═════ Exercise text ═════

Washington: Two Ryerson University undergraduate biomedical engineering students have developed prosthetic arm that is controlled by brain signals.
The Artificial Muscle-Operated (AMO) Arm not only enables amputees more range of movement as compared to other prosthetic arms but it allows amputees to avoid invasive surgeries and could potentially save hundreds of thousands of dollars. The AMO Arm is controlled by the user’s brain signals and is powered by ‘artificial muscles’ - simple pneumatic pumps and valves - to create movements. In contrast, traditional prosthetic limbs – which typically offer more limited movements – rely on intricate and expensive electrical and mechanical components.
Developed by third-year student Thiago Caires and second-year student Michal Prywata, the AMO Arm is controlled by the brain and uses compressed air as the main source of power. The digital device makes use of signals in the brain that continue to fire even after a limb is amputated.
Users wear a head-set that senses a signal – for example, the thought “up” – and sends it wirelessly to a miniature computer in the arm. The computer then compares the signal to others in a database. The resulting information is sent to the pneumatic system, which in turn, activates the arm to create the correct movement. Simulating the expansion and contraction of real muscles, the system makes use of compressed air from a small, refillable tank in the user’s pocket. The artificial muscle system created by Caires and Prywata is a first in the field of prosthetics and they continue to work on perfecting their system.

═════

What this exercise asks:
1) In the article about the brain-controlled prosthetic arm, where does the compressed air that powers the AMO Arm come from?
2) Extend the article about the brain-controlled prosthetic arm past its final sentence.

═════ Information shown ═════

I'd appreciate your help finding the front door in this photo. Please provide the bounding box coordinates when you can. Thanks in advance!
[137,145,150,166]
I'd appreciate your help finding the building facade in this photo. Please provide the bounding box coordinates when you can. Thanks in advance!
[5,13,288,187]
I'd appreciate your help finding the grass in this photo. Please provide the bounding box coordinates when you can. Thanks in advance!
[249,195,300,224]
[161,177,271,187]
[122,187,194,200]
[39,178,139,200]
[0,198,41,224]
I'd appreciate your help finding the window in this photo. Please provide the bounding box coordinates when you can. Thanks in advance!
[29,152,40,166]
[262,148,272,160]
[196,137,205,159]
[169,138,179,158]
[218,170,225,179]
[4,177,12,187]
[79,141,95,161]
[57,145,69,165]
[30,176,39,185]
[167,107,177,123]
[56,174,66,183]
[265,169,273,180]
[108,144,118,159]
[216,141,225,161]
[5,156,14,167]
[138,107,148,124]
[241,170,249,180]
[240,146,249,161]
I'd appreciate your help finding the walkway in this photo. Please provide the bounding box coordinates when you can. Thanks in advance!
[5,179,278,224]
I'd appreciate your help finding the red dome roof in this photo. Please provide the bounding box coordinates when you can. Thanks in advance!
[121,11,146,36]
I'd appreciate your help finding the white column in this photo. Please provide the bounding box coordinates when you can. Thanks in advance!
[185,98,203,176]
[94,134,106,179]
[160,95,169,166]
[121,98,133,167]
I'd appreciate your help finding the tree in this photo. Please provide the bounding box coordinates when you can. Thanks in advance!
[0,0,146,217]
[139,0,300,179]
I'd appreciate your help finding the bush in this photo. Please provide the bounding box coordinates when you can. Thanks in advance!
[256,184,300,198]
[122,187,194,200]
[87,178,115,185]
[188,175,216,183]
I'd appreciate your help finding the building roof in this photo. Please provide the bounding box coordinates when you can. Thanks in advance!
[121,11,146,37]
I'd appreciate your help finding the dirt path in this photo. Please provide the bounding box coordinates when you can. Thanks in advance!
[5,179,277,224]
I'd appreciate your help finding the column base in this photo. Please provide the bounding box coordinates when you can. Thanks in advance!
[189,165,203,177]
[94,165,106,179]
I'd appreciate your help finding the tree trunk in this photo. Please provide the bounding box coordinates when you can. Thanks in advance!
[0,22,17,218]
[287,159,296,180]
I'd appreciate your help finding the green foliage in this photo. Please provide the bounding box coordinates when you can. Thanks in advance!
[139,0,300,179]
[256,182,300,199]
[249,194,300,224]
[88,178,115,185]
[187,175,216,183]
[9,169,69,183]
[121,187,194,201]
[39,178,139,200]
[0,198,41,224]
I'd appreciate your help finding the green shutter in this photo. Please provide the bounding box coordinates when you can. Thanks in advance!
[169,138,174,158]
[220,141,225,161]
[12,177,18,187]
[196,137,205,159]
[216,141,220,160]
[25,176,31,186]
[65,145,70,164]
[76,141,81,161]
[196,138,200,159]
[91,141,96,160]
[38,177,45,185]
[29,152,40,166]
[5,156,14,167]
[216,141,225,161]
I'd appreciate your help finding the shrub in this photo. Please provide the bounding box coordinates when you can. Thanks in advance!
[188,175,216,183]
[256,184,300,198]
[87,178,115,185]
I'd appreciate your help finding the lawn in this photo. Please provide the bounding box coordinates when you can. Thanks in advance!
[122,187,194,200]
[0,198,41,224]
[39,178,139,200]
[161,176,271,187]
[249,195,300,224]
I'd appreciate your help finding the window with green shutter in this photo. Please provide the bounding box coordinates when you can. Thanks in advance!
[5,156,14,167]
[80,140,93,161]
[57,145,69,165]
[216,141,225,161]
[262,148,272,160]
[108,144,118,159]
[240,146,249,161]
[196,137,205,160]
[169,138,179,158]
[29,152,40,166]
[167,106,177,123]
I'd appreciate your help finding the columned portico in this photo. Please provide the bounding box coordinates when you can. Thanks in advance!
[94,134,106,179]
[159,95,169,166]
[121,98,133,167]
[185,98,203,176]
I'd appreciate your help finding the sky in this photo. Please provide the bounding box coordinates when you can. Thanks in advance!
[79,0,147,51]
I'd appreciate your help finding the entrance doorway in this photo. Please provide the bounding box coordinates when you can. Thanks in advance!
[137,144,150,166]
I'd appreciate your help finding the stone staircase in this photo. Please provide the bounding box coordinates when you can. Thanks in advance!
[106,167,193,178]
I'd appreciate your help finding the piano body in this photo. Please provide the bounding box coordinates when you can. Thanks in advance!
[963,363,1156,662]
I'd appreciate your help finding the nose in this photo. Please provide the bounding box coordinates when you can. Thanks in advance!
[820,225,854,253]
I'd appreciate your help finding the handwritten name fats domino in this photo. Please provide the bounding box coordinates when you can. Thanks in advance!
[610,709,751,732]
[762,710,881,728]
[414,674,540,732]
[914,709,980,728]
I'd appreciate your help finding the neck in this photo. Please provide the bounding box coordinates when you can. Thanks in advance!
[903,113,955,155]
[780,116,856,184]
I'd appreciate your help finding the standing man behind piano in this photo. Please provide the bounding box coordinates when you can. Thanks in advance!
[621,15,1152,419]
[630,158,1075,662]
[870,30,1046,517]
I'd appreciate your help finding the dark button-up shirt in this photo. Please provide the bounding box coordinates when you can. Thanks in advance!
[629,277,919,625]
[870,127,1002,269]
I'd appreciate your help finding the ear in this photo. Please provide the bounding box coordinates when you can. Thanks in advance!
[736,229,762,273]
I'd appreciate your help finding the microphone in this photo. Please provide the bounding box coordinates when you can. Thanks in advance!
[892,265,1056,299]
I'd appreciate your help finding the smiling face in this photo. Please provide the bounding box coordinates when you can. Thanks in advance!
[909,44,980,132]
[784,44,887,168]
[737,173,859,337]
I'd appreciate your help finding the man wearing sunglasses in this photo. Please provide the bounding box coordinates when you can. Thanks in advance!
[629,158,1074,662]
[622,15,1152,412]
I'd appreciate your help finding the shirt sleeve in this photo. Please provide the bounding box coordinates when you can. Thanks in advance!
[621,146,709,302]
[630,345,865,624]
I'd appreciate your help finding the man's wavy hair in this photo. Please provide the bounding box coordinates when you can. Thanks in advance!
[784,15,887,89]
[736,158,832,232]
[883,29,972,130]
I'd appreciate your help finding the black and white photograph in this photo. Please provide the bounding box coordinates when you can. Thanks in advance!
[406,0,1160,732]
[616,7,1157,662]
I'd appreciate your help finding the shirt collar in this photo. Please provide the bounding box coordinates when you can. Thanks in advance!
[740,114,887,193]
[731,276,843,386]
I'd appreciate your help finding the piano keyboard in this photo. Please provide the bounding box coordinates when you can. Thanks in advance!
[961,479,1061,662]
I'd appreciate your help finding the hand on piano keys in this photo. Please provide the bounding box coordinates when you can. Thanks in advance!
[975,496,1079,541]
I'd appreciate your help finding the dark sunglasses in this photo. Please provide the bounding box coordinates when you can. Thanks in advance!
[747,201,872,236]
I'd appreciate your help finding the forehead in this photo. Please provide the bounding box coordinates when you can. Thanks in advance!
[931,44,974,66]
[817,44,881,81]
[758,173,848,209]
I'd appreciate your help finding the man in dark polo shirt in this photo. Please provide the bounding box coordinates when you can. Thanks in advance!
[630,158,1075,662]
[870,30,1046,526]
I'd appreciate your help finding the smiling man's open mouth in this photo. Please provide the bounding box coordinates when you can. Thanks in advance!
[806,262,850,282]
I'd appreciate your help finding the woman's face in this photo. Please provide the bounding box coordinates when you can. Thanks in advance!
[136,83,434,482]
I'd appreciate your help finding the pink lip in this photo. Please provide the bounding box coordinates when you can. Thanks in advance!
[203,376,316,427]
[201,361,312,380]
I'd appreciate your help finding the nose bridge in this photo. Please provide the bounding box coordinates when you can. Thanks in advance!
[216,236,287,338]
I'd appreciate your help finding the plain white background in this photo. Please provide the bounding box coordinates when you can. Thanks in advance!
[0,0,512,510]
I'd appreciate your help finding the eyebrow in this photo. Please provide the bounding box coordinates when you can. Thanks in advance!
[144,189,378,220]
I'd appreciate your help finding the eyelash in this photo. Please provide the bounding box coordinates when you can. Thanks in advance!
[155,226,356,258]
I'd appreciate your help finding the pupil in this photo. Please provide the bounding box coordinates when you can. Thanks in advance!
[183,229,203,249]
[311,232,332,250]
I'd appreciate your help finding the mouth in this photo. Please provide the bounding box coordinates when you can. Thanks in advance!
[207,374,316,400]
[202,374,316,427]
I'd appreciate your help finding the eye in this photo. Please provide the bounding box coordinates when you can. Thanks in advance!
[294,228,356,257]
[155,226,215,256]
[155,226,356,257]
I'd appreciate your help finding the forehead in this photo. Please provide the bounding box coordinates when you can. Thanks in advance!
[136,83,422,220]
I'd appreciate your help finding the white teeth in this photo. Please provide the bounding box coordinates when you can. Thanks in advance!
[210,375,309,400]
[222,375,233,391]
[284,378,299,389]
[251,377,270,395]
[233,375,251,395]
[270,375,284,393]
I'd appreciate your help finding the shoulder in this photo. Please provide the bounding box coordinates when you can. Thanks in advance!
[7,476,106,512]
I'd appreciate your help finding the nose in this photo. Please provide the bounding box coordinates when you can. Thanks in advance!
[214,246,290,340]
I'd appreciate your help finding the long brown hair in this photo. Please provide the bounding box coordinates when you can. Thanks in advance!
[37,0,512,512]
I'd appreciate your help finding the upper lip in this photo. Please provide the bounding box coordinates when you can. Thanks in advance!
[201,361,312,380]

═════

Expected outputs:
1) It comes from a small, refillable tank in the user's pocket.

2)
Since the device does not include microelectronics and motors, it costs one-quarter of other functional prosthetic arms, which can run users more than 80,000 dollars, depending on the complexity of the prosthesis. As the AMO Arm is non-invasive, the period of adjustment for new users is drastically decreased. While traditional prosthetics may require weeks of learning and training, basic function with the AMO Arm can be mastered in mere minutes.
“In just ten minutes of practising, a person can pick up the mind-control aspect of the technology,” added Prywata.